(Records from a dataset)
━━━━━━━━━━━━━━━━━━━━

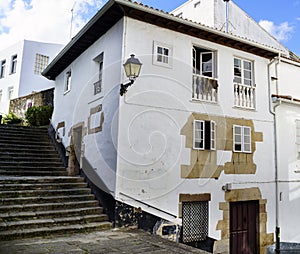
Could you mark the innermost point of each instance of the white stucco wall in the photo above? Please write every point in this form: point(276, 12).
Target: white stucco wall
point(29, 81)
point(213, 14)
point(74, 106)
point(288, 78)
point(151, 149)
point(289, 170)
point(24, 81)
point(10, 80)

━━━━━━━━━━━━━━━━━━━━

Task details:
With the pictures omitted, restate every entry above word for word.

Answer for this exercise:
Could you mark the innermost point of each instance of the white stucco wall in the photo above? Please write every point in this form: point(276, 12).
Target: white stucco wall
point(29, 81)
point(213, 14)
point(74, 106)
point(288, 78)
point(151, 149)
point(289, 170)
point(24, 81)
point(10, 80)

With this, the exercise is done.